(PROVIDED TEXT):
I’ve been pushing for modernization since I joined the company, but the attitude is that the department is efficient per the metrics they apply (which really just measure an inefficient system, so of course it looks good) so why improve anything?

I swear this company stalled in 1994. Half our templates are .doc!

I make my own trackers and flowcharts and such to try to untangle all this stuff that’s only done by tribal knowledge.

The paperwork will make me leave, I swear.

This is also a piece of it. Having to solicit everything via email and not being able to walk down the hall and say, “Hey! I need this thing right away!” has made the email situation worse. I’ve started to try to mitigate this by holding meetings with directors via Zoom whenever I have a project for them. That way I can ask for everything I need at the meeting. Because if I send them the narrative questions they will respond with a few bullet points and nowhere near the detailed information I need to get it done. Which results in a back and forth, “I need you to elaborate on X, Y, and Z.” This was a mistake I made last month when I got blindsided by several competitive bids.

So this time around I’m just making sure we meet early, and I can ask all the questions I need to ask during the meeting, and I think directors prefer this too because they have no idea what goes into a grant application.

We used to have to document on our time input what we are doing by the hour. We don’t bill clients or anything. There was another department that did it in 15 minute blocks which is entirely insane (that boss is gone).

(DATA EXTRACTS):
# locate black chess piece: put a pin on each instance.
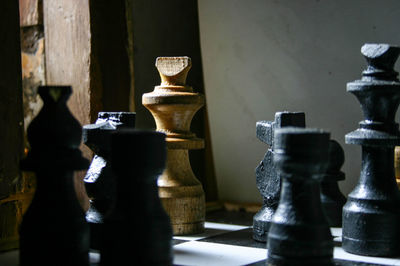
(371, 216)
(331, 198)
(138, 230)
(100, 179)
(267, 179)
(54, 230)
(299, 233)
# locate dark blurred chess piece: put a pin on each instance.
(397, 164)
(138, 230)
(173, 105)
(331, 198)
(299, 233)
(54, 230)
(267, 179)
(371, 216)
(100, 179)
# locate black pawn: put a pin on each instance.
(267, 179)
(100, 179)
(331, 198)
(138, 230)
(54, 230)
(371, 216)
(299, 232)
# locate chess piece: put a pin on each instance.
(397, 164)
(299, 233)
(100, 179)
(267, 179)
(138, 230)
(331, 198)
(371, 216)
(173, 105)
(53, 229)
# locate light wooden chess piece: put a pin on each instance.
(173, 105)
(397, 164)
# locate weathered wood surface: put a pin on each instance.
(31, 12)
(170, 28)
(11, 130)
(173, 105)
(87, 47)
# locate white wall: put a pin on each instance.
(264, 56)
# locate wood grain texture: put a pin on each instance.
(87, 48)
(170, 28)
(397, 164)
(173, 105)
(11, 130)
(31, 12)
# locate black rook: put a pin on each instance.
(138, 230)
(267, 179)
(371, 216)
(100, 179)
(299, 232)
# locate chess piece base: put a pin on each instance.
(280, 261)
(261, 223)
(187, 214)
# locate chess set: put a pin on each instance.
(148, 208)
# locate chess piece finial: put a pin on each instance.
(299, 233)
(173, 105)
(331, 198)
(397, 164)
(267, 179)
(100, 179)
(137, 230)
(375, 200)
(55, 217)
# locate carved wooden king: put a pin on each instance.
(173, 105)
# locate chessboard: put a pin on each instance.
(227, 240)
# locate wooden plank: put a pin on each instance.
(31, 12)
(11, 119)
(86, 47)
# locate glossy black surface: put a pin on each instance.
(100, 179)
(267, 179)
(371, 216)
(54, 230)
(299, 233)
(138, 230)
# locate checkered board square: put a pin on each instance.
(223, 243)
(227, 244)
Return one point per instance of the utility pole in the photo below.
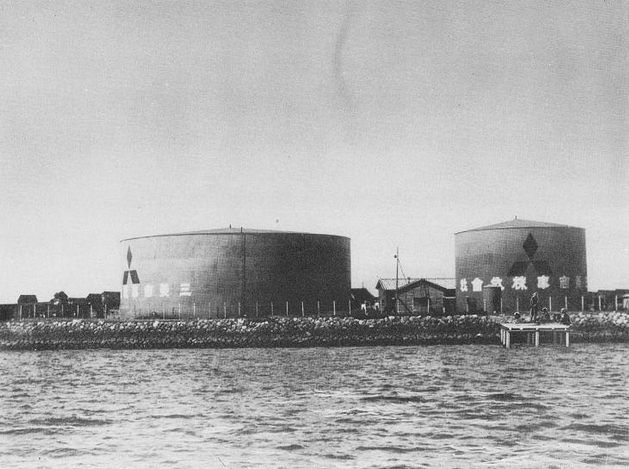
(397, 276)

(WORK INSTRUCTIONS):
1. From the text about office paperwork, list every step the writer says they personally take to cope with the company's outdated ways of working.
2. Carry on the text about office paperwork from the point where it stops, keeping the same first-person voice.
The material is separate from the text about office paperwork.

(ANSWERS BELOW):
1.
- Pushing for modernization since joining the company
- Making their own trackers and flowcharts to untangle work that is done only by tribal knowledge
- Holding Zoom meetings with directors early in each project, so they can ask everything they need during the meeting instead of sending narrative questions by email

2.
This is very, very difficult in my/our jobs as we jump around between things. It’s very dynamic. With days of smooth sailing and then a storm comes along. This documentation was a guesstimate at best. But usually just BS. It. Did. Not. Matter.

Along came a new boss and said ‘F that shit’. Your supervisor should have a clue of what you’re doing or is not doing their job. “I don’t need those numbers, we are wasting your time and my time. Do your job”. - Excellent.

Ooh I still have timesheet PTSD from two jobs ago (apparently it got better, but back then there was a micromanaging asshole director who insisted). It took me a good half hour to fill mine in every week since I was in a senior position and heavily solicited, so I worked on many projects and programs per day. It was such a stressful thing.

My current job is nominally better, at least the process is easier, but I honestly just give rough approximations. I’m just not able to track what I do all day long, I’m busy doing it.

I’ve avoided management roles because they seem so soul sucking. Technical all the way, please, but omg get a database!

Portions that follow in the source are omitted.